What you should do: Can you set down, word for word, the data from its start through the line holding "pixel 182 104", that line included? Leave the picture out of your answer.

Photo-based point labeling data
━━━━━━
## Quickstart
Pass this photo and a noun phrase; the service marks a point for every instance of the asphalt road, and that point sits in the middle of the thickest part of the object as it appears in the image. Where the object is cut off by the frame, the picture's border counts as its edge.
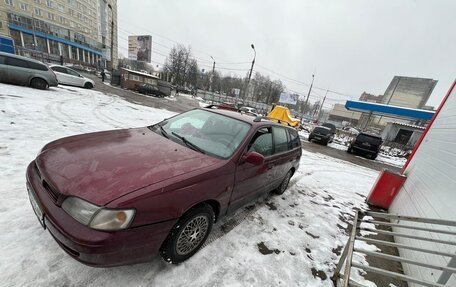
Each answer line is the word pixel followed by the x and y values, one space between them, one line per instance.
pixel 182 104
pixel 177 104
pixel 343 155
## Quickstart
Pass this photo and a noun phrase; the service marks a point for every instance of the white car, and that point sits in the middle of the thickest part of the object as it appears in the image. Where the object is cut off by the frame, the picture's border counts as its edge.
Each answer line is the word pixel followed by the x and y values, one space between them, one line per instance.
pixel 67 76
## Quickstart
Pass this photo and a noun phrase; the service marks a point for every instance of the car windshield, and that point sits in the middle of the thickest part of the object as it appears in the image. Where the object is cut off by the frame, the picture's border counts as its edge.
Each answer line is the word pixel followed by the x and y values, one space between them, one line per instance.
pixel 322 130
pixel 205 131
pixel 369 139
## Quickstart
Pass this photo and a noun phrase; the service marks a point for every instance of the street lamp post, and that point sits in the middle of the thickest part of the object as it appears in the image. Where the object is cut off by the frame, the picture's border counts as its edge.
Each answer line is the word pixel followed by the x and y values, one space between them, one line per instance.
pixel 251 69
pixel 212 75
pixel 310 89
pixel 112 37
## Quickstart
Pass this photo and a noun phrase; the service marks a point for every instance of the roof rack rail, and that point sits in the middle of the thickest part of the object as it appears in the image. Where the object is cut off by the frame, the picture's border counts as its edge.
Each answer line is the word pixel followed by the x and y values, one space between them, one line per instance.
pixel 259 118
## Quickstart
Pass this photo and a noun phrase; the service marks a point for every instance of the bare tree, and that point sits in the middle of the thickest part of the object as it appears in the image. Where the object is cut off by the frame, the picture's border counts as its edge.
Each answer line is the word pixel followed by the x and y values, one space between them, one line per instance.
pixel 182 67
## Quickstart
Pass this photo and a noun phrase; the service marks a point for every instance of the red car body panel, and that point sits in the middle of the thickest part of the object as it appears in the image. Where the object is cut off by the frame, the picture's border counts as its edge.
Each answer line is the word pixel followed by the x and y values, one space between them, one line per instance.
pixel 140 169
pixel 101 166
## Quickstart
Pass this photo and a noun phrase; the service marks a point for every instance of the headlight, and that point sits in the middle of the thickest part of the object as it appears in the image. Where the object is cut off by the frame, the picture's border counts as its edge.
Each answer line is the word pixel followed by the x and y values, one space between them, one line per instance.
pixel 112 219
pixel 97 217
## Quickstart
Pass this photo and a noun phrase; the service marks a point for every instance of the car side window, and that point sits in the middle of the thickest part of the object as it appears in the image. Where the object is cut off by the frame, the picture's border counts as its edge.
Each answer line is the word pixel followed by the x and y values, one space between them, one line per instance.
pixel 37 66
pixel 280 139
pixel 262 142
pixel 294 139
pixel 16 62
pixel 59 69
pixel 72 73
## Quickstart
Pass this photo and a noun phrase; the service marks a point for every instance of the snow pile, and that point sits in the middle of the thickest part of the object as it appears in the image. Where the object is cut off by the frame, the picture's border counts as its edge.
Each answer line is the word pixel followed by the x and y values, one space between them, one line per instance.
pixel 289 240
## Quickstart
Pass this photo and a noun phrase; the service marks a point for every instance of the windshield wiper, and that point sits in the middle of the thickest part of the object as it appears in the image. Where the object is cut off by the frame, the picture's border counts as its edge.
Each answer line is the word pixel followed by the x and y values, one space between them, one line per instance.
pixel 164 133
pixel 188 143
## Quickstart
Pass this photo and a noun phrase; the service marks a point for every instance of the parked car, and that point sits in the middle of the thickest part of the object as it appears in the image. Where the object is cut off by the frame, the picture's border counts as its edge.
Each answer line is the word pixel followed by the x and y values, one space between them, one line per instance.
pixel 23 71
pixel 249 110
pixel 149 89
pixel 120 196
pixel 366 144
pixel 282 115
pixel 320 134
pixel 333 130
pixel 68 76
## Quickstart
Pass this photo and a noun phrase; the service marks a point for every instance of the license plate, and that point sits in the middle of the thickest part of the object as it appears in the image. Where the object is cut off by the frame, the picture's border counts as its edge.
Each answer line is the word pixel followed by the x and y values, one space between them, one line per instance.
pixel 36 207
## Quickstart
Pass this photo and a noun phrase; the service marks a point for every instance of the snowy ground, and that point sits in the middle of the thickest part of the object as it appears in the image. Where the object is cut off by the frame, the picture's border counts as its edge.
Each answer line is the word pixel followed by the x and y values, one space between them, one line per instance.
pixel 289 240
pixel 341 143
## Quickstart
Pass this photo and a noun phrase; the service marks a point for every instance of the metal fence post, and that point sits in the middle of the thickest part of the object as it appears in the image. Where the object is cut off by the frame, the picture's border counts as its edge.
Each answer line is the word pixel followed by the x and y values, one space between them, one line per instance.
pixel 445 276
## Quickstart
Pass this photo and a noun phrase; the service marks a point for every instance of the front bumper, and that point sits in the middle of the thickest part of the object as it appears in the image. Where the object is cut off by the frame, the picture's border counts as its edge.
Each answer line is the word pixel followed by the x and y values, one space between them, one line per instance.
pixel 364 150
pixel 93 247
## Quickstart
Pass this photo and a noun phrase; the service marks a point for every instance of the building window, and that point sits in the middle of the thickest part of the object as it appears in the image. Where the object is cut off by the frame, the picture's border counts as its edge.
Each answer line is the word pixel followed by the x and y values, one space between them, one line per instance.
pixel 24 6
pixel 38 12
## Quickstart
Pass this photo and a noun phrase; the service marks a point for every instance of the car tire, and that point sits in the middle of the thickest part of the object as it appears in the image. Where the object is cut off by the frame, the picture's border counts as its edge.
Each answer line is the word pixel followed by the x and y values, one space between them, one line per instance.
pixel 188 234
pixel 38 83
pixel 284 184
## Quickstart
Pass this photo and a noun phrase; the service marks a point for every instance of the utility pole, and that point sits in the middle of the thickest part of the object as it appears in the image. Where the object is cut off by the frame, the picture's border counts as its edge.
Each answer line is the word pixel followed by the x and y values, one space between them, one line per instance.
pixel 308 94
pixel 250 73
pixel 212 75
pixel 321 107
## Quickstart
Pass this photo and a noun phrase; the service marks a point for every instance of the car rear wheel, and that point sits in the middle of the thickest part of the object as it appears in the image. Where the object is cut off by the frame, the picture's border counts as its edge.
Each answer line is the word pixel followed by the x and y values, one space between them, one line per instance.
pixel 284 184
pixel 188 235
pixel 38 83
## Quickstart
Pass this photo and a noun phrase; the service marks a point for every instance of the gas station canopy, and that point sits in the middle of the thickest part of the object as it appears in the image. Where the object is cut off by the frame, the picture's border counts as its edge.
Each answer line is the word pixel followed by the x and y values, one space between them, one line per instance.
pixel 387 110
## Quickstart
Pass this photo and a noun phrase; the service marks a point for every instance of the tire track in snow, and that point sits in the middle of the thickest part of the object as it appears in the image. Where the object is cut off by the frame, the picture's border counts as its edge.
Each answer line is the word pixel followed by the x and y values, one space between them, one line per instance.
pixel 97 111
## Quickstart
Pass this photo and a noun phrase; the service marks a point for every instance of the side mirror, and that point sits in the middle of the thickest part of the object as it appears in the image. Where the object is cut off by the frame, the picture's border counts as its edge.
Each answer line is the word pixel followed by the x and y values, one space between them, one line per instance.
pixel 253 158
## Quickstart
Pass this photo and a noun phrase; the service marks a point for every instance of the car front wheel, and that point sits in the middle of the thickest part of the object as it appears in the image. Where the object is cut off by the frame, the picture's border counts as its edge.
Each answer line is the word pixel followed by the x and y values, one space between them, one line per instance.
pixel 284 184
pixel 188 235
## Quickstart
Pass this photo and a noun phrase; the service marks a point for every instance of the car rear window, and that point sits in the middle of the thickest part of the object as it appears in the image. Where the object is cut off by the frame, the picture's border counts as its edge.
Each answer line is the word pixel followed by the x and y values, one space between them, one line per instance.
pixel 280 139
pixel 37 66
pixel 368 138
pixel 322 130
pixel 10 61
pixel 294 139
pixel 59 69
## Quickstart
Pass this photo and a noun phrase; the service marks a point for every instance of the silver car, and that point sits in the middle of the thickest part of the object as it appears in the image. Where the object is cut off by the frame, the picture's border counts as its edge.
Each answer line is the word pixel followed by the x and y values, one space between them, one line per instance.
pixel 20 70
pixel 67 76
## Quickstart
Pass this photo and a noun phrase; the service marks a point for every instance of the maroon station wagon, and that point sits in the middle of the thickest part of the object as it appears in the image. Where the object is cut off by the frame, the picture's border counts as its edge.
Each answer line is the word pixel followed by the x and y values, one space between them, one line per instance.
pixel 118 197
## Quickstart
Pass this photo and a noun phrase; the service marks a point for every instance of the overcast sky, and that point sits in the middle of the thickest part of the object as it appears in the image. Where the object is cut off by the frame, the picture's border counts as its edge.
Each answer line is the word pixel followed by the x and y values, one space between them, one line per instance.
pixel 351 46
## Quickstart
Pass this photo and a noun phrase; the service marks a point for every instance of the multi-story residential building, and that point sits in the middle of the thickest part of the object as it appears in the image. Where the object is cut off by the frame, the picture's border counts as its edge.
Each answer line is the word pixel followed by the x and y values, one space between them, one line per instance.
pixel 82 31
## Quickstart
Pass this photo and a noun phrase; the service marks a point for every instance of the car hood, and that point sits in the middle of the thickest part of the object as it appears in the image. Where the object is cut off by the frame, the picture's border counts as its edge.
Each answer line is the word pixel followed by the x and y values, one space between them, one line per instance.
pixel 101 167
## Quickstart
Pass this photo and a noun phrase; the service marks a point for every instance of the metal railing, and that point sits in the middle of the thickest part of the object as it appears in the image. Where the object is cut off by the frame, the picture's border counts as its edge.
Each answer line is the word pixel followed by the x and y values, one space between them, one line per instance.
pixel 343 279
━━━━━━
Result of the task:
## Quickstart
Pass this photo and a noun phrase; the service marks a point for every instance of the asphalt road, and that point sits in the middle of the thickest part of the object as it appears in the image. Where the object is cut off by the frame, the picture's border counts as its edge.
Each answer line is the word pixel followed by the x and y values, one space between them, one line per instance.
pixel 182 104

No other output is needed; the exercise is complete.